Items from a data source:
- - - -

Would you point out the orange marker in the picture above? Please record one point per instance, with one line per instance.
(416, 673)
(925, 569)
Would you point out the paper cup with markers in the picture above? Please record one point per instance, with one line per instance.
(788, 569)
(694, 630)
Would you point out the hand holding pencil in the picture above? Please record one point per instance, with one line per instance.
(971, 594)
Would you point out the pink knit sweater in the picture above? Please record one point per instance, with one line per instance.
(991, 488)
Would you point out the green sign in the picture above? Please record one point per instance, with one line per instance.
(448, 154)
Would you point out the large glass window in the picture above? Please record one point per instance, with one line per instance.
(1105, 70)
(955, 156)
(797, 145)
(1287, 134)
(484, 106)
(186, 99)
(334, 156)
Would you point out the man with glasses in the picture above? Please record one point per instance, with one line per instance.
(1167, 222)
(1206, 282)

- - - -

Your instructions: Copy out the records shown above, every one, exactly.

Exercise answer:
Would you point out the orange marker in the picture above? Please record one point per instance, with one line per instance.
(416, 673)
(925, 569)
Would you point out the paper cup with markers in the picture above? Please record one point per instance, with one line per instance.
(788, 569)
(694, 630)
Would you point out the hand holding pencil in the picture above? Please record one point per instance, with one line per instance.
(971, 594)
Would you point out the pink knit sweater in the picture above? Please record one point per instance, with one line per instance.
(991, 488)
Would you point out the green sign in the picture above? Please record one point per instance, with one line per instance.
(448, 154)
Would you point out the large glass window in the picture above? Please record one point per instance, with one line per instance.
(1105, 70)
(955, 156)
(797, 145)
(1287, 134)
(484, 106)
(186, 99)
(334, 156)
Would you point out the man with glasses in the picture above? Please record one point per instance, with one line per instance.
(1167, 222)
(1206, 282)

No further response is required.